• **WHAT YOU ARE ASKED TO DO**
Can you turn every line of the listing below into a JSON list of strings, one string per line, with blank lines left out?

_ _ _ _ _

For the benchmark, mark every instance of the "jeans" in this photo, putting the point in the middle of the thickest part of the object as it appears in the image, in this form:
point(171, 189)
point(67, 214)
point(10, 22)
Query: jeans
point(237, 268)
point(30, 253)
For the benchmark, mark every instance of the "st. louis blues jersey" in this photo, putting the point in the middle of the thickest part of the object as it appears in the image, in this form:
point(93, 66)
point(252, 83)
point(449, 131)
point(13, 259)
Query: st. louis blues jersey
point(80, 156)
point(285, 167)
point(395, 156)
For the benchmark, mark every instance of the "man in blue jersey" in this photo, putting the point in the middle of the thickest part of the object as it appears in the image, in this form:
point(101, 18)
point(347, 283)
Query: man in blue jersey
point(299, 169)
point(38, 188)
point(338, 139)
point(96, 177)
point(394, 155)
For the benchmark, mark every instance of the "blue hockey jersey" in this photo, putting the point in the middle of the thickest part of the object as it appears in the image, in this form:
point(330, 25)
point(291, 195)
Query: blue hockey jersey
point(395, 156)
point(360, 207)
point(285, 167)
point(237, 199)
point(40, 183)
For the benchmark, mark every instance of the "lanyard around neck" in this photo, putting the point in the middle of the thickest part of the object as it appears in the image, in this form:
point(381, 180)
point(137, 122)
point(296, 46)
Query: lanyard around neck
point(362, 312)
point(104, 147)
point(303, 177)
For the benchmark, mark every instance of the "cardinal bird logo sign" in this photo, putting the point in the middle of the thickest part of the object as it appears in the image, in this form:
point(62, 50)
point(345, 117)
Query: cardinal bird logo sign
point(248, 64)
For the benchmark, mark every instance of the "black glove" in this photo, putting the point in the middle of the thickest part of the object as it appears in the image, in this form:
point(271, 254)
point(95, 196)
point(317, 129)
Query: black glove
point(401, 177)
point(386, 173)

_ _ _ _ _

• **RESULT BELOW**
[
  "For the benchmark, mark every instance of the \"jeans\" in this photo, putting the point in the middle of the thickest part of the object as it appears in the image, in this form:",
  "point(171, 189)",
  "point(67, 214)",
  "point(10, 22)",
  "Query: jeans",
  "point(237, 268)",
  "point(30, 253)",
  "For the benchmark, mark every instance of the \"st. louis blues jersey\" in this photo, putting the point in the middle of the thickest part of the object as it appears in the image, in this form:",
  "point(93, 66)",
  "point(252, 83)",
  "point(449, 131)",
  "point(13, 259)",
  "Query: st. louis blues jersey",
  "point(80, 156)",
  "point(285, 167)",
  "point(395, 156)",
  "For the benchmark, mark every instance of the \"man in blue jersey\" in this photo, putting the point in the middle of the thickest part of the object as it appears in the image, in this form:",
  "point(101, 18)",
  "point(347, 283)",
  "Query: man in blue jersey",
  "point(299, 169)",
  "point(38, 188)",
  "point(338, 139)",
  "point(96, 177)",
  "point(394, 155)",
  "For the benchmark, mark every instance of the \"blue hockey jersey\" in this photo, putting the point in the middle of the thickest part of the object as it appears in the image, in this form:",
  "point(330, 25)",
  "point(291, 195)",
  "Query: blue hockey jersey",
  "point(395, 156)",
  "point(360, 207)",
  "point(285, 167)",
  "point(237, 199)",
  "point(40, 183)",
  "For the benchmark, mark every instance of the \"lanyard around neck\" in this photo, putting the point in the middle of the thickest part of the object as it appears in the image, in this form:",
  "point(381, 180)",
  "point(137, 122)",
  "point(296, 46)",
  "Query: lanyard around neck",
  "point(362, 312)",
  "point(104, 147)",
  "point(303, 177)",
  "For the benchmark, mark every instance of the \"cardinal bird logo sign\" in this photo, putting the point in the middle of the thickest part of the object as it appears in the image, in this form:",
  "point(62, 50)",
  "point(345, 117)",
  "Query: cardinal bird logo sign",
  "point(248, 64)",
  "For the benchmark, mark every instance of the \"black glove\" in this photo, putting the point in the middle of the thickest part of the object as it appears in the image, in this form:",
  "point(271, 254)",
  "point(95, 196)",
  "point(317, 129)",
  "Query: black glove",
  "point(401, 177)",
  "point(386, 173)"
]